Short task:
Put each line of the entries below into a Markdown table with two columns, Row for the row number and Line for the line itself, and skip blank lines. Leave the pictures out.

Supplied material:
☆ ☆ ☆ ☆

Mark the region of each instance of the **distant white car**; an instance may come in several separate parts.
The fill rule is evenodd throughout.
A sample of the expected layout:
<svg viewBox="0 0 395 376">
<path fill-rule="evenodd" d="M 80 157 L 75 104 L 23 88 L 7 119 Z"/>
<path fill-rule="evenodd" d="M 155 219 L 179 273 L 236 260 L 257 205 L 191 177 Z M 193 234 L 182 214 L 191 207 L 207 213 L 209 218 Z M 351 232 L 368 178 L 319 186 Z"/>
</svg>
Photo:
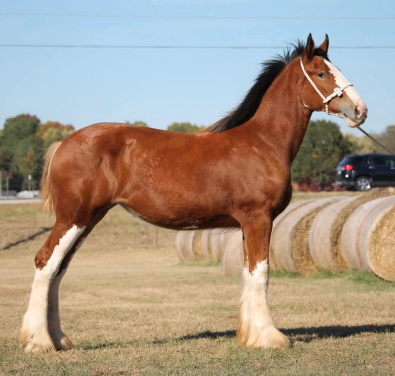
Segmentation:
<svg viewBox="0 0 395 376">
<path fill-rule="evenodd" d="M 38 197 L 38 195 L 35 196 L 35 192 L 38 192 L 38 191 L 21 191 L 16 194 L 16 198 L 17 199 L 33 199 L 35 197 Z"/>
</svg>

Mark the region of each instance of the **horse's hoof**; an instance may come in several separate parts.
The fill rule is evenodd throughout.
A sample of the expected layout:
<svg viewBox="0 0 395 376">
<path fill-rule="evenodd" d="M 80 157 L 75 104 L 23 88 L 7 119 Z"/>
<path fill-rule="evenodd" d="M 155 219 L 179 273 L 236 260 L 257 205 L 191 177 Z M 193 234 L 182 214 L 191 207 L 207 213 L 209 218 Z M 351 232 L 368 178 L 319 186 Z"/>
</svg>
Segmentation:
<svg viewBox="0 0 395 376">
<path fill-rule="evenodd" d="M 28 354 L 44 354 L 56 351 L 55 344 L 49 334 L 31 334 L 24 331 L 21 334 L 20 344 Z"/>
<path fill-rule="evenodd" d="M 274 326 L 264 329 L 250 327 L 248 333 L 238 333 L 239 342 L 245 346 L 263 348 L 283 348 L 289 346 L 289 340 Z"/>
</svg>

☆ ☆ ☆ ☆

Answer to this problem:
| Row | Line |
|---|---|
| 1 | Mark the region of each instance of the **distant white car**; an instance may come in several separate parts. |
| 2 | The fill rule is evenodd throughout. |
| 3 | A sample of the expected layout: |
| 4 | <svg viewBox="0 0 395 376"> |
| 5 | <path fill-rule="evenodd" d="M 80 157 L 75 104 L 23 88 L 7 119 Z"/> |
| 6 | <path fill-rule="evenodd" d="M 155 219 L 179 273 L 236 260 L 257 205 L 191 177 Z M 193 234 L 182 214 L 191 207 L 207 213 L 209 218 Z M 351 232 L 368 178 L 319 186 Z"/> |
| 7 | </svg> |
| 8 | Photo: |
| 9 | Segmentation: |
| 10 | <svg viewBox="0 0 395 376"> |
| 11 | <path fill-rule="evenodd" d="M 38 197 L 38 195 L 35 196 L 35 192 L 38 192 L 38 191 L 21 191 L 16 194 L 16 198 L 17 199 L 33 199 L 35 197 Z"/> |
| 12 | </svg> |
| 13 | Mark the region of each instance of the **horse's hoof**; an instance may come in several separate parts. |
| 14 | The fill rule is evenodd throughout. |
| 15 | A sample of the expected layout: |
| 16 | <svg viewBox="0 0 395 376"> |
| 17 | <path fill-rule="evenodd" d="M 80 157 L 75 104 L 23 88 L 7 119 Z"/> |
| 18 | <path fill-rule="evenodd" d="M 155 219 L 179 273 L 236 260 L 257 205 L 191 177 Z M 193 234 L 182 214 L 191 207 L 207 213 L 209 218 Z M 351 232 L 368 178 L 319 186 Z"/> |
| 19 | </svg> |
| 20 | Segmentation: |
| 21 | <svg viewBox="0 0 395 376"> |
| 22 | <path fill-rule="evenodd" d="M 28 354 L 44 354 L 56 351 L 55 344 L 49 334 L 31 334 L 24 331 L 21 334 L 20 344 Z"/> |
| 23 | <path fill-rule="evenodd" d="M 274 326 L 264 329 L 250 327 L 248 333 L 238 333 L 239 342 L 245 346 L 263 348 L 283 348 L 289 346 L 289 340 Z"/> |
| 24 | </svg> |